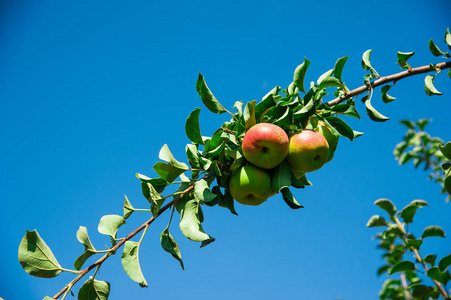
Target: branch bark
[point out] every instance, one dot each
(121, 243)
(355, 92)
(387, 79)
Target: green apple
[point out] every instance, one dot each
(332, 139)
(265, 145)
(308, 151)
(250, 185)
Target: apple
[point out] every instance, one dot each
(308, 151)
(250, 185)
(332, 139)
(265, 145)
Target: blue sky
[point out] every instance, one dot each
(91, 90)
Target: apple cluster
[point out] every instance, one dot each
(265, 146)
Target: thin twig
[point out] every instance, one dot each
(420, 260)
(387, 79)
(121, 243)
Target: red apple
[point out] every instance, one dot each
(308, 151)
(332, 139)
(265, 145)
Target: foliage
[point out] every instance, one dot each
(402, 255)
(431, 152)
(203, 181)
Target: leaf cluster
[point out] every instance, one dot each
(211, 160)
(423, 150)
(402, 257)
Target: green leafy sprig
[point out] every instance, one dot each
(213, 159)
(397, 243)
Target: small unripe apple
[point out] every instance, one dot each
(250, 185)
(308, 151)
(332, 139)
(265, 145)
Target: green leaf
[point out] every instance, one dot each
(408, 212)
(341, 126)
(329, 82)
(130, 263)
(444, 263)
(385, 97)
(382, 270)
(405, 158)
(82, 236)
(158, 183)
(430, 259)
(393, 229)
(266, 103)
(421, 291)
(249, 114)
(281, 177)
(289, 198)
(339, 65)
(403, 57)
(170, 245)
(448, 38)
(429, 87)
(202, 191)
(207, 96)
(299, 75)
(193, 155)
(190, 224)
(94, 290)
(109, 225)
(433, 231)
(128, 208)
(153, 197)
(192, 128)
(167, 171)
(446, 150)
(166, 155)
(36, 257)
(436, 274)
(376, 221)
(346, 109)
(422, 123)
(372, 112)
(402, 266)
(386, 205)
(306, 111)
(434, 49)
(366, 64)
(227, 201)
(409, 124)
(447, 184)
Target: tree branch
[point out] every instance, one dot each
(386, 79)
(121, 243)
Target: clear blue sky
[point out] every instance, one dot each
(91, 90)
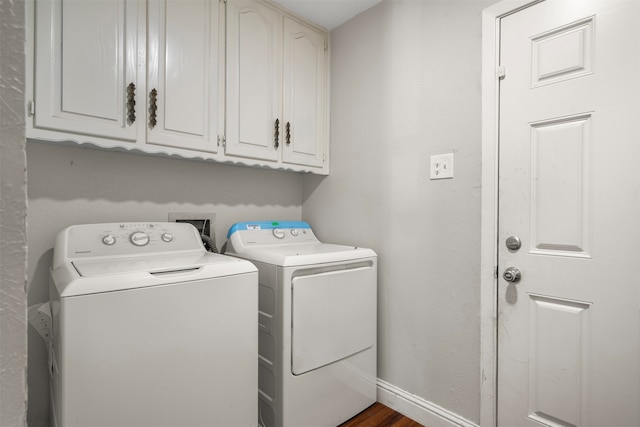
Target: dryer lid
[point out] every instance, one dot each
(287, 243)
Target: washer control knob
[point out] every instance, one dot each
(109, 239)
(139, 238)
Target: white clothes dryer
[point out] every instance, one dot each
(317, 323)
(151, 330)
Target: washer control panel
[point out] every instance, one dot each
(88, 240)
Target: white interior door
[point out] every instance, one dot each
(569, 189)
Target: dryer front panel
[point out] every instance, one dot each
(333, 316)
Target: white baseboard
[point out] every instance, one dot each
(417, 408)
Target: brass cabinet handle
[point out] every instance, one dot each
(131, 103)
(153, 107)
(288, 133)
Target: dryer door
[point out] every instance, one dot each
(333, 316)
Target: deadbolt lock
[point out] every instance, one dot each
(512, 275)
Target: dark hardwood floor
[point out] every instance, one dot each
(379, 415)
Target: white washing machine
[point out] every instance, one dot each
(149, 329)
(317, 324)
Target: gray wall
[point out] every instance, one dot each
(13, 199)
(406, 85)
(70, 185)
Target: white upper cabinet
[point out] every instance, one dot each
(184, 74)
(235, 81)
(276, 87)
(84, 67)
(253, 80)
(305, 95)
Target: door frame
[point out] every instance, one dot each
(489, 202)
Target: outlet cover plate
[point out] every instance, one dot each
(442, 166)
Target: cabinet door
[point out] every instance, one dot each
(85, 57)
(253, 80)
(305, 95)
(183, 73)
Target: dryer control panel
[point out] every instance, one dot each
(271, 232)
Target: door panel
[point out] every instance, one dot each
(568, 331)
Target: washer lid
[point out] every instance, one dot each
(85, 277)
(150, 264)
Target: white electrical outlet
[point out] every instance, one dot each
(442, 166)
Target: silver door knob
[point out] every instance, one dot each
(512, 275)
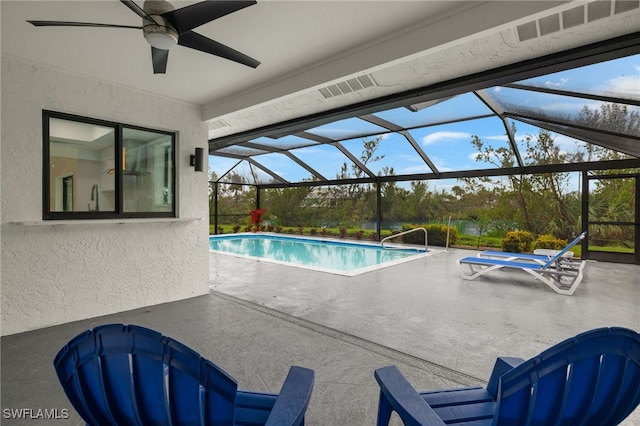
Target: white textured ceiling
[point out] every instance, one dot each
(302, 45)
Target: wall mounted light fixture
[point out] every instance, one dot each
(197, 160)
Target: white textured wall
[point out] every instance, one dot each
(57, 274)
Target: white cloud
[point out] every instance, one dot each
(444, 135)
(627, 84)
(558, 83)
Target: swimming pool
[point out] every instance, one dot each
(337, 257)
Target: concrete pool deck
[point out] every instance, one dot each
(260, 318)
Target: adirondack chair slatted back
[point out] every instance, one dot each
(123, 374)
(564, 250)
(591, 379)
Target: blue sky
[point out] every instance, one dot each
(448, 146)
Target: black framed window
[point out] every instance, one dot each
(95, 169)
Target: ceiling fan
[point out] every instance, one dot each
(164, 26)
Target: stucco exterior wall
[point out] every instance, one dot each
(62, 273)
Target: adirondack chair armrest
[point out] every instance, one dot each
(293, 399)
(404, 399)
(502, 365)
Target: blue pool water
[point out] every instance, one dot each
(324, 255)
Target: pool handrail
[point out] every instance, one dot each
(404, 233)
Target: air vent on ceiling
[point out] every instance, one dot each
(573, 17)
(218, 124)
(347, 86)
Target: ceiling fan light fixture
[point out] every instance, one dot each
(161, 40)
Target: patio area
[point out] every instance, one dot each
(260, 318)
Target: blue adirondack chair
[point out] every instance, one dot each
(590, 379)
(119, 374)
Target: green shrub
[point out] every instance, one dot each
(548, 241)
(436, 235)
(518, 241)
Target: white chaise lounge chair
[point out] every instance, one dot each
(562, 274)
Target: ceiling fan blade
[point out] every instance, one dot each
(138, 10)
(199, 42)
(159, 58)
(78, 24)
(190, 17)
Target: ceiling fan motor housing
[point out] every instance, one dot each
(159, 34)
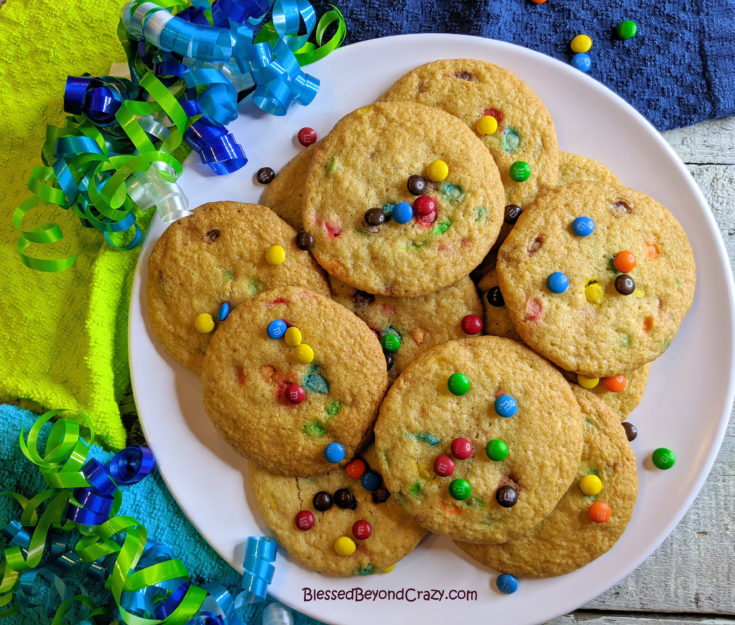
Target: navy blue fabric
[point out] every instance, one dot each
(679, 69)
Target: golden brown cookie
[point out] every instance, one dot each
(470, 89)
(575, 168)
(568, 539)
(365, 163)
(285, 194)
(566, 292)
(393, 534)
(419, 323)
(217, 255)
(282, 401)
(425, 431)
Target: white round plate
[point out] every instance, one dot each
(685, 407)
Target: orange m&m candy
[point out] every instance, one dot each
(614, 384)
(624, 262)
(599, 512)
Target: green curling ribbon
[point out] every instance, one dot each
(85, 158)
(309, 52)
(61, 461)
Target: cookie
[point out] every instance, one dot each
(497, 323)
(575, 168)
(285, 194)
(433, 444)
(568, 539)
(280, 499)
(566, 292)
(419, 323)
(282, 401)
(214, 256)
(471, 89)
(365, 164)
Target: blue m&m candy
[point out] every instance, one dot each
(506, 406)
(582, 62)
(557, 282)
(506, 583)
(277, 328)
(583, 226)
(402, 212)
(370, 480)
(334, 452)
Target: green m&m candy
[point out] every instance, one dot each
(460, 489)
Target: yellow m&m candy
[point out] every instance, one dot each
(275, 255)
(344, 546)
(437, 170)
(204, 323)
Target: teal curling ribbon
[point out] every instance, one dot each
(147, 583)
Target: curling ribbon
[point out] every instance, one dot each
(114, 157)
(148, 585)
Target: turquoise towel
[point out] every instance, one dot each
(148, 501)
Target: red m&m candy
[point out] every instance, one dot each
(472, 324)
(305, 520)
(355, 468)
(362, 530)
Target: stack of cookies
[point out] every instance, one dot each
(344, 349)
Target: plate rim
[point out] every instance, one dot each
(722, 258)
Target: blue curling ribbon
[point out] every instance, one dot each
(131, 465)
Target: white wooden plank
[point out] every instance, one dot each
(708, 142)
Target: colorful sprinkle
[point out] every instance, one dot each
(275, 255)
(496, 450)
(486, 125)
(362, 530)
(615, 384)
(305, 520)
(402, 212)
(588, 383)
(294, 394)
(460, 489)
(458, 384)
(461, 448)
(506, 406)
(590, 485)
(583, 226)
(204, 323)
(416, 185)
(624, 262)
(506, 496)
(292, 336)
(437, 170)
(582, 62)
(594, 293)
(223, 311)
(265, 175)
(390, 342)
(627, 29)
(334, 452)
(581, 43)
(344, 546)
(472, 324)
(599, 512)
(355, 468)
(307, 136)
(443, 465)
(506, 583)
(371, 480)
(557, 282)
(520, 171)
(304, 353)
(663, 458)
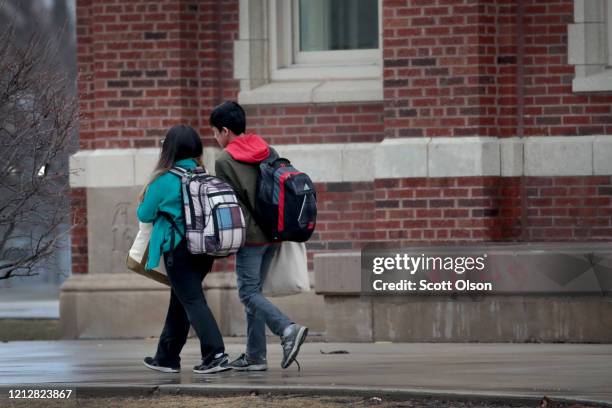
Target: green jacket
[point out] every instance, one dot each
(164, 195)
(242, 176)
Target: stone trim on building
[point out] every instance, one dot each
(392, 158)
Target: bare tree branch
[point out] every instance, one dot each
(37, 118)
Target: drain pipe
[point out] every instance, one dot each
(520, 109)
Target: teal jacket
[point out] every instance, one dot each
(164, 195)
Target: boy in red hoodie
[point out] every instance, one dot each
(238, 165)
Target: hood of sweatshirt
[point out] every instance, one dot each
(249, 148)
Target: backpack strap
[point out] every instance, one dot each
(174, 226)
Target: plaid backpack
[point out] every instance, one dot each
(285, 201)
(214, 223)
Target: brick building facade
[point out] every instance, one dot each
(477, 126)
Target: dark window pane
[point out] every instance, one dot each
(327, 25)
⁂
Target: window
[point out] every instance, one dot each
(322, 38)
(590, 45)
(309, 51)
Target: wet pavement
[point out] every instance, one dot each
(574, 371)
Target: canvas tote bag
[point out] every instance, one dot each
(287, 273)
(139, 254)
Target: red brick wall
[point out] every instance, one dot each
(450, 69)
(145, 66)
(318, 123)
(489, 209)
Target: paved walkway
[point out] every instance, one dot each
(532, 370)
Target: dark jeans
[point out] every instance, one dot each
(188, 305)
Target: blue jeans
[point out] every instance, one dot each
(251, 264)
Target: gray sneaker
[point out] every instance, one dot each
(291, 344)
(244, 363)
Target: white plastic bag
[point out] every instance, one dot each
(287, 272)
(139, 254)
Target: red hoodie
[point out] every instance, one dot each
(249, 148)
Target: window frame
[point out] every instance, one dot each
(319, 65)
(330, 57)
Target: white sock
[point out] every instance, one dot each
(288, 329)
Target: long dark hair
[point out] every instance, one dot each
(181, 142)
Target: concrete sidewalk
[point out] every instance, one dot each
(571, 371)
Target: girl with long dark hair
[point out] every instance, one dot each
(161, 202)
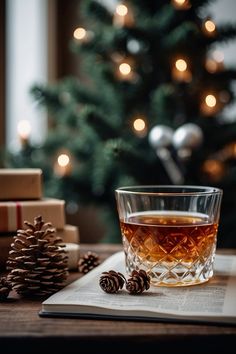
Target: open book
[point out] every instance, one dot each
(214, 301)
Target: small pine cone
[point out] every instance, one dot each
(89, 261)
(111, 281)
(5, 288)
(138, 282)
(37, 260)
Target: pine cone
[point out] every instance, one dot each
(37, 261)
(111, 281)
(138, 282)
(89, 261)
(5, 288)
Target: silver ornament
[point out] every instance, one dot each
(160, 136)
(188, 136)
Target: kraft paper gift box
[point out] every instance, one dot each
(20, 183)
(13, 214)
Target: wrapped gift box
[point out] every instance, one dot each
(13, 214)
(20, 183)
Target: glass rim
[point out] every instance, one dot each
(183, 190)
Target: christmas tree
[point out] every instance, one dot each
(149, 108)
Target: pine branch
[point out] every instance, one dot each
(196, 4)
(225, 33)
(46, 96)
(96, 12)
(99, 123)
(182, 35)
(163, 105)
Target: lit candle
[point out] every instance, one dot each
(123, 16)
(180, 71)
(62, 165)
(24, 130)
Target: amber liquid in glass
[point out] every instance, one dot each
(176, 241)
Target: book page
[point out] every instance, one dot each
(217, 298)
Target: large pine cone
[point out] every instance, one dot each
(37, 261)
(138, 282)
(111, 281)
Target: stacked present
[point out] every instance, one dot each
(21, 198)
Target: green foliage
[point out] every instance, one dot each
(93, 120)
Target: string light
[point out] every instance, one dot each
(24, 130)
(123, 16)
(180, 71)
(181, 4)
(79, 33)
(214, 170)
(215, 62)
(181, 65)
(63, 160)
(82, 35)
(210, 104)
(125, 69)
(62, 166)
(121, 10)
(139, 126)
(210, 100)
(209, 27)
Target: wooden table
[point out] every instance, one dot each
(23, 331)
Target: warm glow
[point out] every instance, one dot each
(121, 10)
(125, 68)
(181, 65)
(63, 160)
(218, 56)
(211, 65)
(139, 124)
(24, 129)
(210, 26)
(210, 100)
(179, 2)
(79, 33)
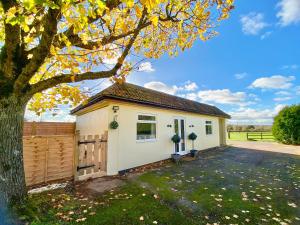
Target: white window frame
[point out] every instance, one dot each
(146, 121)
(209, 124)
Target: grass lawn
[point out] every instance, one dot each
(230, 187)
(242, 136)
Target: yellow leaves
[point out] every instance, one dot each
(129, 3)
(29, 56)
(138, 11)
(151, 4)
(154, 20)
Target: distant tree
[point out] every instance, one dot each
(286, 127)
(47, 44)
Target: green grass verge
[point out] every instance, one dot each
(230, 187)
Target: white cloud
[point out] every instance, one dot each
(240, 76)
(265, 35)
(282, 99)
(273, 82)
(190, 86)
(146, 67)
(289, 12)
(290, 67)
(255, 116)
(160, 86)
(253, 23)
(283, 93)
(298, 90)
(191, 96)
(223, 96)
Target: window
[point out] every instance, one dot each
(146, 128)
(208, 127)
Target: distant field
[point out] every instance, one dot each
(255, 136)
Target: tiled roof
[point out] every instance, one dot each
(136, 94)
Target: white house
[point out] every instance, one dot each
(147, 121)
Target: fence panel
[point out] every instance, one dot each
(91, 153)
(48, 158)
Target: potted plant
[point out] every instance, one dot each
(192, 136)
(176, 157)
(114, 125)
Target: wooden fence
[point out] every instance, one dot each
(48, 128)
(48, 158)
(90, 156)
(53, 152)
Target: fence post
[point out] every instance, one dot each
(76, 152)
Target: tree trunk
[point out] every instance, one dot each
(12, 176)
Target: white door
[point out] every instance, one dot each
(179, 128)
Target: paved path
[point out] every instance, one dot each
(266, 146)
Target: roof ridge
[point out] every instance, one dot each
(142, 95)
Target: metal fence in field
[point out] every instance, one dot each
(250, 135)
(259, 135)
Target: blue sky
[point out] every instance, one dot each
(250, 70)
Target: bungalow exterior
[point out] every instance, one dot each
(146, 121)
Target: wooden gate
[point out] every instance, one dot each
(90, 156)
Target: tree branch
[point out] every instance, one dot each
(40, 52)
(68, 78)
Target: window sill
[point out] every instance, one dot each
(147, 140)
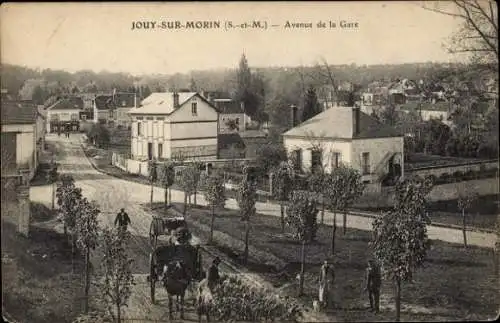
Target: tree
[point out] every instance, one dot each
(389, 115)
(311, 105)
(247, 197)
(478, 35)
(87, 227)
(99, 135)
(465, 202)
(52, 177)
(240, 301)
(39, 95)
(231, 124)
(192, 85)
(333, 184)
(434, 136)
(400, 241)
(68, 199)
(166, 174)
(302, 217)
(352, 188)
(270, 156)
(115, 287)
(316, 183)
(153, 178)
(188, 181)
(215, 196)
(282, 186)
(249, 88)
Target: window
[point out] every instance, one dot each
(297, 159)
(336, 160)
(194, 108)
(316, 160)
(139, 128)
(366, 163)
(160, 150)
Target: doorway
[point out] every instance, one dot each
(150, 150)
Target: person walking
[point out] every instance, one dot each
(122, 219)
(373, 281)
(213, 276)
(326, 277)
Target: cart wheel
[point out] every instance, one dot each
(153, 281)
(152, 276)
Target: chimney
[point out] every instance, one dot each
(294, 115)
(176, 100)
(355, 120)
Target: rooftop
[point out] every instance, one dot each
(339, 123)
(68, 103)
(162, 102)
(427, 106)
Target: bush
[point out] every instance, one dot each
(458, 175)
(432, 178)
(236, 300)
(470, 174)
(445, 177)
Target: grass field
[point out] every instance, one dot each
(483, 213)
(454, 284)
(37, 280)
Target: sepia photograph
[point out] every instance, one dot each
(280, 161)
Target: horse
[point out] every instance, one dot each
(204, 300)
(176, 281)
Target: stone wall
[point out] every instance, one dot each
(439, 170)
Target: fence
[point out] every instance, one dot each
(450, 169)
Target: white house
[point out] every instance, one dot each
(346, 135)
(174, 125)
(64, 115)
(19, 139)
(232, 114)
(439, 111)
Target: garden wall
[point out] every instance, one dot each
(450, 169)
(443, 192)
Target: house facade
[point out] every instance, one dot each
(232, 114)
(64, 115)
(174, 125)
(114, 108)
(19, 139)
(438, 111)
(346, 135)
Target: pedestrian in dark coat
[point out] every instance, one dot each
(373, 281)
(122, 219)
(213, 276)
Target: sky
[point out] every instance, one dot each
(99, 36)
⁂
# TASK PROMPT
Please count the lines in the records above that contain the string "fence", treating uppercase and lowercase as different, and give only that number.

# OUTPUT OF THE EXERCISE
5